-- JOB --
Convert the records below into a two-column CSV with the header row instruction,points, giving each record one row that holds its text and its full set of points. Wrap each field in double quotes, replace line breaks with spaces, and leave the pictures out.

(Object position labeling records)
* * *

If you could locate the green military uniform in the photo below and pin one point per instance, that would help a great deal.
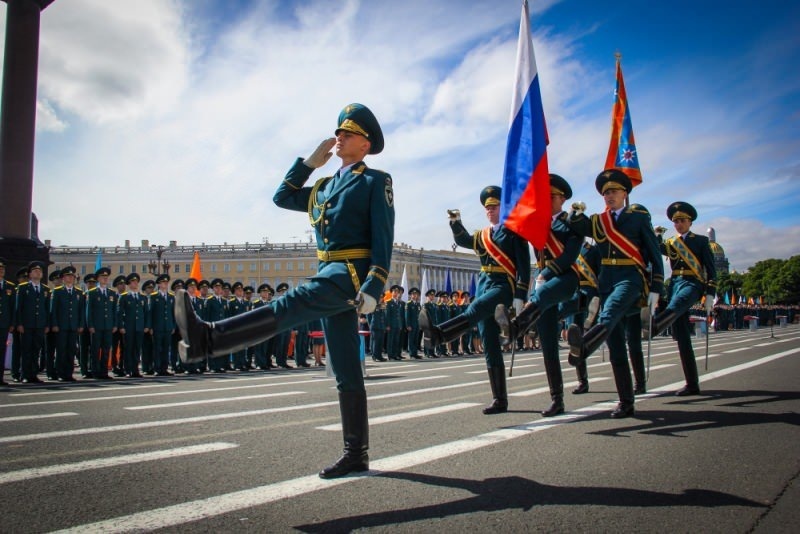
(133, 319)
(67, 319)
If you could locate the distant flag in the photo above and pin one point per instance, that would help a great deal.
(404, 285)
(622, 152)
(196, 272)
(423, 287)
(525, 204)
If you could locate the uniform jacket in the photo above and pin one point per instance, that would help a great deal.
(356, 212)
(67, 309)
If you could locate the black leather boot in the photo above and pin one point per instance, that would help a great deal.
(497, 380)
(556, 382)
(622, 377)
(512, 329)
(435, 335)
(661, 322)
(355, 431)
(582, 345)
(201, 339)
(583, 379)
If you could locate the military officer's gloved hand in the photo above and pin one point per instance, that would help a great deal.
(518, 305)
(366, 303)
(454, 215)
(652, 301)
(321, 155)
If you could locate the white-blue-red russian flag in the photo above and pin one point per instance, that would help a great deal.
(525, 204)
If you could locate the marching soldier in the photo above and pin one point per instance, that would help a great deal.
(85, 337)
(31, 317)
(394, 323)
(353, 215)
(7, 302)
(413, 307)
(627, 246)
(48, 362)
(67, 321)
(556, 283)
(505, 276)
(162, 321)
(133, 322)
(117, 339)
(693, 275)
(101, 317)
(148, 364)
(217, 310)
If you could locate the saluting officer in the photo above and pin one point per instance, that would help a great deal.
(162, 321)
(505, 278)
(67, 320)
(48, 361)
(7, 298)
(117, 339)
(627, 247)
(556, 283)
(31, 317)
(101, 317)
(133, 322)
(353, 215)
(693, 275)
(413, 307)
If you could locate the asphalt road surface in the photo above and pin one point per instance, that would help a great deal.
(240, 452)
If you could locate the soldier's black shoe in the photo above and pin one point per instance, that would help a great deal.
(687, 390)
(622, 411)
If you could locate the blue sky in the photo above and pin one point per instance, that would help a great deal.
(168, 120)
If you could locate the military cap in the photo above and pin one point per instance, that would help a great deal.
(357, 118)
(559, 186)
(490, 196)
(612, 179)
(681, 210)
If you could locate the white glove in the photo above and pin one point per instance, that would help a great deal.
(454, 215)
(322, 154)
(366, 303)
(652, 302)
(539, 283)
(518, 304)
(578, 208)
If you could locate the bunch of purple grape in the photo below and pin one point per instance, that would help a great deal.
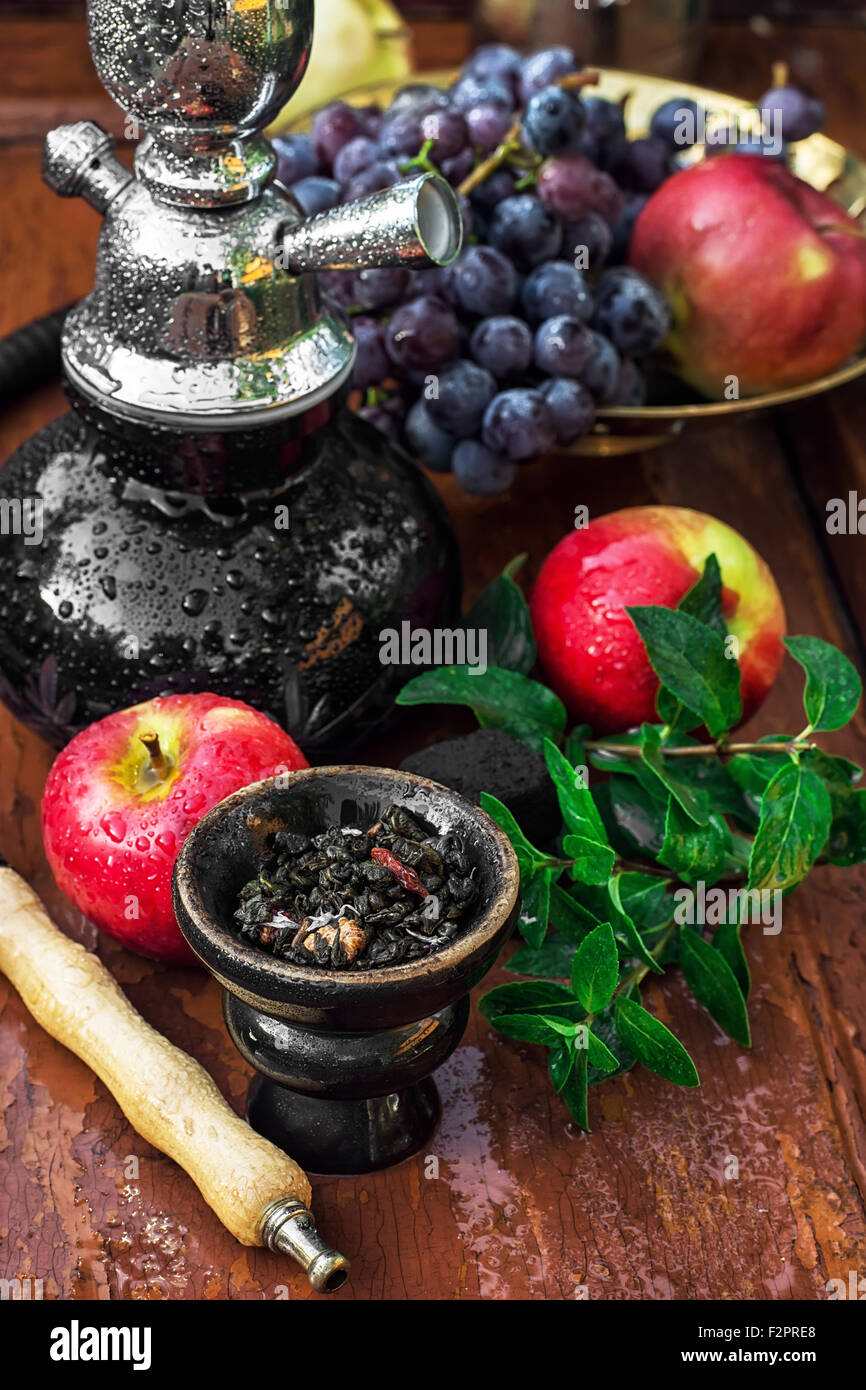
(508, 353)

* * *

-- RESPONSE BELOW --
instruction,points
"If you could locate the green military uniform in the photo below and pin one point per instance, that would help a great deal.","(133, 319) (67, 319)"
"If you could locate the distant flag in the photo above and pin one point per instance, that would help a great deal.","(404, 285) (622, 152) (196, 272) (423, 287) (525, 204)"
"If you could locate the uniform jacket in the photo above and pin one point per instance, that would help a great deal.","(356, 212) (67, 309)"
"If you could locate the black leather boot in the photo above and pin one point per instance, that would help a great deal.","(497, 380) (556, 382) (622, 377) (512, 329) (435, 335) (661, 322) (355, 431) (582, 345) (201, 339) (583, 379)"
"If you could locate the military officer's gloved hand in the photo above and pin one point per instance, that would help a great deal.","(518, 305) (366, 303) (454, 215) (652, 301) (321, 155)"
"If you could locate the white-blue-red russian flag in the photo above and pin one point per instance, that would help a great deal.","(525, 204)"
"If you could locate the marching soldier in the photo above and pin one point per instance, that would help a great deal.","(85, 337) (31, 317) (394, 323) (353, 215) (7, 302) (413, 307) (627, 246) (48, 362) (67, 321) (556, 283) (505, 276) (162, 321) (133, 322) (117, 339) (693, 275) (101, 317) (148, 364) (217, 310)"
"If you could locate the saluting officer in the photo above and pin one point per instance, that would help a great deal.","(162, 321) (505, 278) (67, 320) (48, 361) (7, 298) (117, 339) (627, 247) (556, 283) (31, 317) (101, 317) (133, 322) (353, 215) (693, 275) (413, 307)"
"If you could locate the asphalt road surface in the photo above and pin one point per instance, that would help a great deal.","(240, 452)"
"If you could locate the soldier's black shoe in the photo above and pin one point per instance, that would help a great deal.","(687, 390) (622, 411)"
"If you could locate the blue sky in the photo above and pin one point per instance, that would help a great deal.","(168, 120)"
"If you could locate the military cap in the photo above and pin one point per instance, that would help a great deal.","(357, 118) (559, 186) (490, 196) (612, 179) (681, 210)"
"If you could locate the white glove in the photo above and pin one point per instance, that would help a great deal.","(454, 215) (322, 154) (366, 303) (652, 302) (539, 283) (518, 304) (578, 208)"
"If you could locate the bunch of purple grape in the photo below and pin one point per instance, that would help a great deal.","(508, 353)"